**Instructions for the task:** Only the lines from the one containing "Target: person in grey jacket" through the one containing "point_to MUST indicate the cream" should be printed, exactly as they appear below, with both ends included.

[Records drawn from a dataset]
━━━━━━━━━━━━━━━━━━━━━━━━━━━━━━
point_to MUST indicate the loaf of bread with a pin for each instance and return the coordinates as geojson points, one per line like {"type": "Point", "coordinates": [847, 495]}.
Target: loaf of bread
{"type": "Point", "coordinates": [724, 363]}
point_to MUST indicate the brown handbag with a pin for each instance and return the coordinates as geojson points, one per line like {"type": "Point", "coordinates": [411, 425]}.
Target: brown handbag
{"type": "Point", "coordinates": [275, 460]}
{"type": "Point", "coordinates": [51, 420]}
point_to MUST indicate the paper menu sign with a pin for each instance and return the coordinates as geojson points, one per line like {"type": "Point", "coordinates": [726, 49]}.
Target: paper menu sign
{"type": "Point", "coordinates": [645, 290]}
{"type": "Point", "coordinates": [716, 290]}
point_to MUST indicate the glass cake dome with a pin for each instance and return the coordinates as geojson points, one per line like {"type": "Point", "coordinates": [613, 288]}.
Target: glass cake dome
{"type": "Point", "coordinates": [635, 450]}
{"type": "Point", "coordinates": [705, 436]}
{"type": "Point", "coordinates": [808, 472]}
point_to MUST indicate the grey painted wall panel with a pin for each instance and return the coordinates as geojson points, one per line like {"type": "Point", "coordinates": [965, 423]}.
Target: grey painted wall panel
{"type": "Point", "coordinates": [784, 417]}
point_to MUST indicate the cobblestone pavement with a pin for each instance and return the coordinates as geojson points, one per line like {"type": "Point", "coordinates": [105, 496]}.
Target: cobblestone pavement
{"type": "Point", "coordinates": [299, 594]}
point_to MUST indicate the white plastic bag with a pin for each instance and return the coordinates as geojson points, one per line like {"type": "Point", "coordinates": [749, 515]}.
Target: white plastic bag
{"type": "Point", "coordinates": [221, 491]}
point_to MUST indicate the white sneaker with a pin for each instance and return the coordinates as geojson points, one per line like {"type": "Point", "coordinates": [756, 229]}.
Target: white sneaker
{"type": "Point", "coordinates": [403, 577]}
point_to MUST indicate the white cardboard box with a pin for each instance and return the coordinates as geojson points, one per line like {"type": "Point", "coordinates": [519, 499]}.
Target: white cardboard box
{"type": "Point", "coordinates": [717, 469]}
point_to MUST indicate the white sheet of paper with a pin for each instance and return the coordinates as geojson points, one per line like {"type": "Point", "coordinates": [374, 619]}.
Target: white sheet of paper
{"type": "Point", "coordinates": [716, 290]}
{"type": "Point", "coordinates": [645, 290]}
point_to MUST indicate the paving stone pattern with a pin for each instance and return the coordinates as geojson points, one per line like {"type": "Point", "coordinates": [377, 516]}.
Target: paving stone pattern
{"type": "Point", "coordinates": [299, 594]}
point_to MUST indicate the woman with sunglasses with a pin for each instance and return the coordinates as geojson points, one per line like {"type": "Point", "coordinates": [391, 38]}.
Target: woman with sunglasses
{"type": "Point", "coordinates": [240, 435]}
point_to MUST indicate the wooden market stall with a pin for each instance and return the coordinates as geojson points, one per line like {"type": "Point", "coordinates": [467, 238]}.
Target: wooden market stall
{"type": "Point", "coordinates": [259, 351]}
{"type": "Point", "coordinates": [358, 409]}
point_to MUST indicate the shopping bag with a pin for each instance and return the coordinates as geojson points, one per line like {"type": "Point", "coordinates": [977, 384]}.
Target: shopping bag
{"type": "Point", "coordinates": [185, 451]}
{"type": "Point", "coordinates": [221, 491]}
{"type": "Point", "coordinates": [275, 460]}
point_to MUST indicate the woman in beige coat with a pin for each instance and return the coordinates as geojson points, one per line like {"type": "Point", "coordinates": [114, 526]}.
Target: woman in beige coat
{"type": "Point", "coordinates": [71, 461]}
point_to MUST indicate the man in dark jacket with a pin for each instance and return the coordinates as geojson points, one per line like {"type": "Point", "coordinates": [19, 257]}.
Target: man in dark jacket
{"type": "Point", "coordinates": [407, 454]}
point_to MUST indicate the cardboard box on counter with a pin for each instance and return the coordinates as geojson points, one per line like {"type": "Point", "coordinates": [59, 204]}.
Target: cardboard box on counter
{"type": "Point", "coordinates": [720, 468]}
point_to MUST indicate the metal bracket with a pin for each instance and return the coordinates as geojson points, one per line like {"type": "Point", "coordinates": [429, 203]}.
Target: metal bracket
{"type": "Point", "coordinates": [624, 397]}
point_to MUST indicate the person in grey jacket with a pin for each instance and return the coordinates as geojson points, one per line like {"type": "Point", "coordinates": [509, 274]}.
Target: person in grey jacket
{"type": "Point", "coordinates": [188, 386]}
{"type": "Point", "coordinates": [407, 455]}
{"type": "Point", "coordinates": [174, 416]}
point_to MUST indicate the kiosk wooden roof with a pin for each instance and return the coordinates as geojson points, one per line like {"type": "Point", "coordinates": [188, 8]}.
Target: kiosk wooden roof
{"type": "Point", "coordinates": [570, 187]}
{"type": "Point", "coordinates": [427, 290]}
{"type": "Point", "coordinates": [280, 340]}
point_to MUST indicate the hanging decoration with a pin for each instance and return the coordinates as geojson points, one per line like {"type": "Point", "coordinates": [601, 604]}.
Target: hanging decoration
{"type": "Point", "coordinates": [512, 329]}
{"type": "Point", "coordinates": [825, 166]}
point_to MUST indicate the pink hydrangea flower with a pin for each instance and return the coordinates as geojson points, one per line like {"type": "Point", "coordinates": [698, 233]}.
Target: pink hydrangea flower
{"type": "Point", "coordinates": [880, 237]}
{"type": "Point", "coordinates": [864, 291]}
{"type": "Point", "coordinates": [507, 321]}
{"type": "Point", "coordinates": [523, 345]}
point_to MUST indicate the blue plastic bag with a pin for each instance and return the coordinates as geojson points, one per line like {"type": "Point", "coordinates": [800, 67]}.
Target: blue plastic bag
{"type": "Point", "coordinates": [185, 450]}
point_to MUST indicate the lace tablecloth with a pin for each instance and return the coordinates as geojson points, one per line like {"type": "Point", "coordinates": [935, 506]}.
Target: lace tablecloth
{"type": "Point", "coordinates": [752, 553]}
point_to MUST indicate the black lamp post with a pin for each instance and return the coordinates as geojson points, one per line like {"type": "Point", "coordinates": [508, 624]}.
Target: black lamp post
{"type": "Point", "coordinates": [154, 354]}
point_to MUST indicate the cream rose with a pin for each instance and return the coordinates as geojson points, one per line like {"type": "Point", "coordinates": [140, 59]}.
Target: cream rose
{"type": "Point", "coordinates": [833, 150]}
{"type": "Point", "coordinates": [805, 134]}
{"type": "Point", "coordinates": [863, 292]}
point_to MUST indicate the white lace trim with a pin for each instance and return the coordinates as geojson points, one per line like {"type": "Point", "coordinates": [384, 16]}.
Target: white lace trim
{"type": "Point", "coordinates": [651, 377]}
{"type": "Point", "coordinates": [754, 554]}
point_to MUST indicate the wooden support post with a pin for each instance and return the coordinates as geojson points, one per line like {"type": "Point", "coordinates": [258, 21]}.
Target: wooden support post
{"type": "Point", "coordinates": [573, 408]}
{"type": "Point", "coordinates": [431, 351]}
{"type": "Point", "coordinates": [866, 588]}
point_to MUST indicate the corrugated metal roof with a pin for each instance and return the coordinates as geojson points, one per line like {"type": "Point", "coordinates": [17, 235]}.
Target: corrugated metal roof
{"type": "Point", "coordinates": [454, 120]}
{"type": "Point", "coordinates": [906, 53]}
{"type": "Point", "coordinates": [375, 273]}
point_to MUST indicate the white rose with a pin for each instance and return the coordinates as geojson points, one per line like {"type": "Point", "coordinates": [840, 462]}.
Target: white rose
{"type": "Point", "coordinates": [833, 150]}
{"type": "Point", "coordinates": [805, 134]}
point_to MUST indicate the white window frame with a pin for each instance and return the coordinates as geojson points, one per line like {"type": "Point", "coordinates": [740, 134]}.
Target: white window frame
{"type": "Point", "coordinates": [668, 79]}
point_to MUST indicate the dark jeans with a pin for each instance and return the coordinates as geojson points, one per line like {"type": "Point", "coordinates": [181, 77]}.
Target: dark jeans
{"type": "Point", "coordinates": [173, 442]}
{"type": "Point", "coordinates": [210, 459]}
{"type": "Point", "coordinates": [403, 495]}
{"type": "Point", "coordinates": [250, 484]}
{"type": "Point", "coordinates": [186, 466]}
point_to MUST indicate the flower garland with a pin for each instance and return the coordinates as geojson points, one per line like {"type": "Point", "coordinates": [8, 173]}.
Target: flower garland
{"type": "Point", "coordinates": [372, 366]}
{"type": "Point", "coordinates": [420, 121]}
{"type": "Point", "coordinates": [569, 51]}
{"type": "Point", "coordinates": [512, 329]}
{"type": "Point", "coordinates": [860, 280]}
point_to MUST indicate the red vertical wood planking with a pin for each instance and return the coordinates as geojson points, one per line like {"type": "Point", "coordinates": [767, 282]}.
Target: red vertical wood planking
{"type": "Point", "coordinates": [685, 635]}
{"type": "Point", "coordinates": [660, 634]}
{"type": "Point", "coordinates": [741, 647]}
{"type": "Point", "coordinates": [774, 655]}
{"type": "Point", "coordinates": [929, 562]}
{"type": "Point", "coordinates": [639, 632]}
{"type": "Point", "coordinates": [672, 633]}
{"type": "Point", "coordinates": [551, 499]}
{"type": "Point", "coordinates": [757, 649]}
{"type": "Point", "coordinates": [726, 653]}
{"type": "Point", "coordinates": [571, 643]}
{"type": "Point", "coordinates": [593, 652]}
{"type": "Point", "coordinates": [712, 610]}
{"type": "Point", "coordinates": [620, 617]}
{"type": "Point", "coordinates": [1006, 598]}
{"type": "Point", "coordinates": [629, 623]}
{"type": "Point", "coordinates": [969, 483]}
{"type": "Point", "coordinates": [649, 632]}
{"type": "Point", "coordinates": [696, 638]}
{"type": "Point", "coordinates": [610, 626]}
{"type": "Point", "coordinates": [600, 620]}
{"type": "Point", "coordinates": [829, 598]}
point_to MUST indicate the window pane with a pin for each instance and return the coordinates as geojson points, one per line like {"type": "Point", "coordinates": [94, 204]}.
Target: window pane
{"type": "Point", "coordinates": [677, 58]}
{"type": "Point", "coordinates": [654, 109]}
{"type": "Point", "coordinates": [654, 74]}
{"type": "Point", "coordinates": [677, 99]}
━━━━━━━━━━━━━━━━━━━━━━━━━━━━━━
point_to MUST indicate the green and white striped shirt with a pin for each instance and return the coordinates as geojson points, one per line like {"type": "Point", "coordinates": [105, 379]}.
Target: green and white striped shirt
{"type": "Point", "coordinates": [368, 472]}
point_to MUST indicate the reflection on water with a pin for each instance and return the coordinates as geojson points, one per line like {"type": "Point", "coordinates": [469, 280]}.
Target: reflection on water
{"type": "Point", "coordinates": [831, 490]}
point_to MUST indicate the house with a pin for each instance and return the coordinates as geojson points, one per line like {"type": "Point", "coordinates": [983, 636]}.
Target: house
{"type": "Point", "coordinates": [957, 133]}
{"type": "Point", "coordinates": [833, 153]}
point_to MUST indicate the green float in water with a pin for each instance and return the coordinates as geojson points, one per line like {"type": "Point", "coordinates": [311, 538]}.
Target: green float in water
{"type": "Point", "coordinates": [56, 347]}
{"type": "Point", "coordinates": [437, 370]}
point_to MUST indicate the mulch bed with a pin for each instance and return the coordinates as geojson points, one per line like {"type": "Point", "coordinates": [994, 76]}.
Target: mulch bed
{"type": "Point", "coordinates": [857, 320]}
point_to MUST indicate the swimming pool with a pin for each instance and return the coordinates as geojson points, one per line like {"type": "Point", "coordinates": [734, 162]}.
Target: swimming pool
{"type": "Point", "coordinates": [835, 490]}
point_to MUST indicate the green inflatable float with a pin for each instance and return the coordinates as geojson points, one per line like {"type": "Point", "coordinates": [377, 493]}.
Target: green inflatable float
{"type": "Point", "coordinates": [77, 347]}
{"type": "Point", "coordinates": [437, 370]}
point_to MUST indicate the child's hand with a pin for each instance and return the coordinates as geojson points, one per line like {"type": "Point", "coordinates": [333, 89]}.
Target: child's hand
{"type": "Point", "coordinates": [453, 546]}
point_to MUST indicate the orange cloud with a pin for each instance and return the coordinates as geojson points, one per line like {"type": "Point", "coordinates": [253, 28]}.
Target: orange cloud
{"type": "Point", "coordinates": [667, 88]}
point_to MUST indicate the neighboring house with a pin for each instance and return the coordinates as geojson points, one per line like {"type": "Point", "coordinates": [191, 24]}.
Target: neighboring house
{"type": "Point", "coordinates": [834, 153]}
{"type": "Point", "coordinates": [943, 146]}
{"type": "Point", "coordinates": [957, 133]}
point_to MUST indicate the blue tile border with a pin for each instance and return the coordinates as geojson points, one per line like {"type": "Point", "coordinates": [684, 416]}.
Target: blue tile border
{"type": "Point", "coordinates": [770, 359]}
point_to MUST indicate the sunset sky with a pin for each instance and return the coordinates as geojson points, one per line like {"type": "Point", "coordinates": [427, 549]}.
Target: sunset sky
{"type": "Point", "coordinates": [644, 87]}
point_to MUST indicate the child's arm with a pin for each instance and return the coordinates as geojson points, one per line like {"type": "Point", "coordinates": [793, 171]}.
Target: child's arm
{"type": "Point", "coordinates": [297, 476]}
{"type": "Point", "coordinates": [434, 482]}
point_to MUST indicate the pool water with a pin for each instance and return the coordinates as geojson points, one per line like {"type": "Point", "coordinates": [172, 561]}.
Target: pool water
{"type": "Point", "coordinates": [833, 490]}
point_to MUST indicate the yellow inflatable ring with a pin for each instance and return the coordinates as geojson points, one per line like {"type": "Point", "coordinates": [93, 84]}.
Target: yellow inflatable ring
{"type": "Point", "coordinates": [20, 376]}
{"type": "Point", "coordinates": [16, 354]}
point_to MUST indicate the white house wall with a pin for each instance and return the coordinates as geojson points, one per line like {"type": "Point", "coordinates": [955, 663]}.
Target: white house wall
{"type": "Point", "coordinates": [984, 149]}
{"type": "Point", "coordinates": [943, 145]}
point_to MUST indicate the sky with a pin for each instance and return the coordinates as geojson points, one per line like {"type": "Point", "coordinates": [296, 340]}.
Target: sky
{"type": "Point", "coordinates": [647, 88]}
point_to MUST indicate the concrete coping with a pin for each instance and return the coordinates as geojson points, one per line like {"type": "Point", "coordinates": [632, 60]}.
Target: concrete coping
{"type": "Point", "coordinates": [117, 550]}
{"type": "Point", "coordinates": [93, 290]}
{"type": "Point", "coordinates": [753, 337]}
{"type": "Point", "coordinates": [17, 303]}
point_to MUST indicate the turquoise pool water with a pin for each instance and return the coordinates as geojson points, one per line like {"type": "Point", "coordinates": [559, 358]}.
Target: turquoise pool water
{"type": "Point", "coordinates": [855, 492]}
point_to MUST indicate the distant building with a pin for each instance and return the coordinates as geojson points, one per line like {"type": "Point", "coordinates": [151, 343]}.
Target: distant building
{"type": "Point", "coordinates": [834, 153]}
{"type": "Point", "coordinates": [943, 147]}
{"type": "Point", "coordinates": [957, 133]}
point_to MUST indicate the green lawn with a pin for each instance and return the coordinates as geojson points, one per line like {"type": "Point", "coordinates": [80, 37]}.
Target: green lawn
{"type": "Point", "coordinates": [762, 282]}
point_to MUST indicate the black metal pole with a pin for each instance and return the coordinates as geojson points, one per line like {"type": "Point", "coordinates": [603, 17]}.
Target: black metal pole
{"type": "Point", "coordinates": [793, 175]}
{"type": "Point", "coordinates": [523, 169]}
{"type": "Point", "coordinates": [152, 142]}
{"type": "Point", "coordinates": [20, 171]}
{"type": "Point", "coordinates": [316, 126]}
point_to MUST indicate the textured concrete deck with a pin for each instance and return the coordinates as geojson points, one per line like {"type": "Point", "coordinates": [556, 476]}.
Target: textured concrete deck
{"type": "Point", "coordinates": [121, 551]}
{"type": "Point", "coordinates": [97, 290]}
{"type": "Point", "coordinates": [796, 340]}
━━━━━━━━━━━━━━━━━━━━━━━━━━━━━━
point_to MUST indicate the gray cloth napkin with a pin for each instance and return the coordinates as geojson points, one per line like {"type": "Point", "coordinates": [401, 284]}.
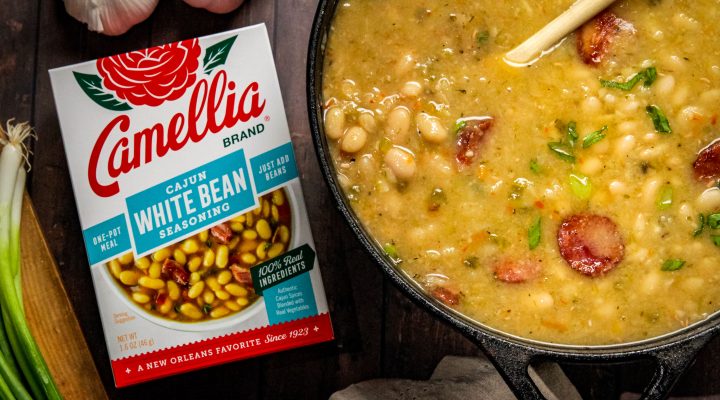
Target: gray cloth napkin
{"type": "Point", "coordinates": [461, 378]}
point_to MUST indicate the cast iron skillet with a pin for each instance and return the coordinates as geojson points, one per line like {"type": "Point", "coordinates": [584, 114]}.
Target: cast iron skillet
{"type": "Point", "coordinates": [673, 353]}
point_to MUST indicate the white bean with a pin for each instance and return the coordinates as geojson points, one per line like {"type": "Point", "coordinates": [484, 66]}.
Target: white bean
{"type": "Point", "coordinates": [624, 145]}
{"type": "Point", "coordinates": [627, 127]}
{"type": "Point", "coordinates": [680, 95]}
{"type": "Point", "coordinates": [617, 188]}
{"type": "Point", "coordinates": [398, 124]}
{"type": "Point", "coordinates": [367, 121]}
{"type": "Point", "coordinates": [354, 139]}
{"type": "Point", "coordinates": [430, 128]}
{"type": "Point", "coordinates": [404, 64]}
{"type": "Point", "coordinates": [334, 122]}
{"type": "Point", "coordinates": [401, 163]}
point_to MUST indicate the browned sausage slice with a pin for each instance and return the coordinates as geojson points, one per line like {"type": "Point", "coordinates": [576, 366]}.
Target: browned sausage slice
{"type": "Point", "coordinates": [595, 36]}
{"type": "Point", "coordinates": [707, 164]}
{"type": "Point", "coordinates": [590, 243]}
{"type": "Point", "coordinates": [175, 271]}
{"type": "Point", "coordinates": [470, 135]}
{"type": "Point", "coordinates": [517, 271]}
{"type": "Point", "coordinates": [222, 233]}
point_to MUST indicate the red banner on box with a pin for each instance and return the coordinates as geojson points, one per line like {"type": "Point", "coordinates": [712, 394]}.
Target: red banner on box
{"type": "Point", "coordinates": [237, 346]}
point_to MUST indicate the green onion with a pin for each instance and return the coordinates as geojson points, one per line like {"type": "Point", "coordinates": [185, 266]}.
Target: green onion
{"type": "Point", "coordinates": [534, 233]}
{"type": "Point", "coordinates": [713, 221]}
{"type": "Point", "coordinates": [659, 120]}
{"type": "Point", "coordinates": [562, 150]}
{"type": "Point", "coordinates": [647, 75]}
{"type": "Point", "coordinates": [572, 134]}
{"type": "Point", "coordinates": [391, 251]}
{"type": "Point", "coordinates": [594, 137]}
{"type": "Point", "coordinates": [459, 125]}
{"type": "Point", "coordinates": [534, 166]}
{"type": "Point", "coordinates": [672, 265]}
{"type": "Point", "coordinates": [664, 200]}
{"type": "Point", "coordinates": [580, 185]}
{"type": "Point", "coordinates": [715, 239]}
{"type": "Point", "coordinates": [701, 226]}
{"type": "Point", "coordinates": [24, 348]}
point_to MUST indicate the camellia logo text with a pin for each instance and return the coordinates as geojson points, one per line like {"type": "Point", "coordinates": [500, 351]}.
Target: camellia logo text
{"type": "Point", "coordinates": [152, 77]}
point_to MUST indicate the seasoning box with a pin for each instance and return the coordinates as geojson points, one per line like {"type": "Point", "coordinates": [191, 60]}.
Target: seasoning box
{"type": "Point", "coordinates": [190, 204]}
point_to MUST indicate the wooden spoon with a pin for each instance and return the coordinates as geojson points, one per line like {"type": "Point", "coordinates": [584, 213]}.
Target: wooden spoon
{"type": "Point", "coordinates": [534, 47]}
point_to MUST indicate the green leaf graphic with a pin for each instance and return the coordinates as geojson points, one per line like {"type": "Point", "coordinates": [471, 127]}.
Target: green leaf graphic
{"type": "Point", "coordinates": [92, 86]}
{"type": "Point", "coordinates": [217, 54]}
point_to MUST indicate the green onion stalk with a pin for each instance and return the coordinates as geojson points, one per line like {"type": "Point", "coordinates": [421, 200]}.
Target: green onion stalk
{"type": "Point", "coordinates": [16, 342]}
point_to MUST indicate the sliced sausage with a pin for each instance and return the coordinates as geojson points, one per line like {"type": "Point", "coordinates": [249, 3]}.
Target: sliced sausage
━━━━━━━━━━━━━━━━━━━━━━━━━━━━━━
**The completed task:**
Target: person in grey jacket
{"type": "Point", "coordinates": [188, 386]}
{"type": "Point", "coordinates": [407, 455]}
{"type": "Point", "coordinates": [174, 416]}
point_to MUST indicate the kiosk wooden roof with a pin for each instance and return the coordinates as geojson points, one per line like {"type": "Point", "coordinates": [188, 8]}.
Target: kiosk wooden roof
{"type": "Point", "coordinates": [570, 187]}
{"type": "Point", "coordinates": [427, 290]}
{"type": "Point", "coordinates": [280, 340]}
point_to MUST indicate the hanging decoration with a pin for each instance and return the coordinates as geojson points, one per line like {"type": "Point", "coordinates": [601, 604]}.
Target: hanging decoration
{"type": "Point", "coordinates": [512, 329]}
{"type": "Point", "coordinates": [825, 166]}
point_to MUST indicate the pink hydrangea flower with a pin for each instance and return the coordinates as geojson points, one per line like {"type": "Point", "coordinates": [698, 233]}.
Target: pink hydrangea flower
{"type": "Point", "coordinates": [880, 237]}
{"type": "Point", "coordinates": [864, 291]}
{"type": "Point", "coordinates": [507, 321]}
{"type": "Point", "coordinates": [523, 345]}
point_to MUST indicate the blue plastic bag with a pin for each instance and return the coordinates as geojson points, one per line like {"type": "Point", "coordinates": [800, 67]}.
Target: blue plastic bag
{"type": "Point", "coordinates": [185, 450]}
point_to MUST indicate the lace tablecloth with a pin for each instance and return the coordinates as geojson points, one per line like {"type": "Point", "coordinates": [935, 506]}.
Target: lace tablecloth
{"type": "Point", "coordinates": [752, 553]}
point_to MUST indicate the black lamp post with a pin for each instance and return the coordinates as geojson points, one per line like {"type": "Point", "coordinates": [508, 624]}.
Target: black lamp post
{"type": "Point", "coordinates": [154, 354]}
point_to MUST indicate the cream rose with a pin for each instance and return the coordinates as geojson points, one per line like {"type": "Point", "coordinates": [140, 59]}.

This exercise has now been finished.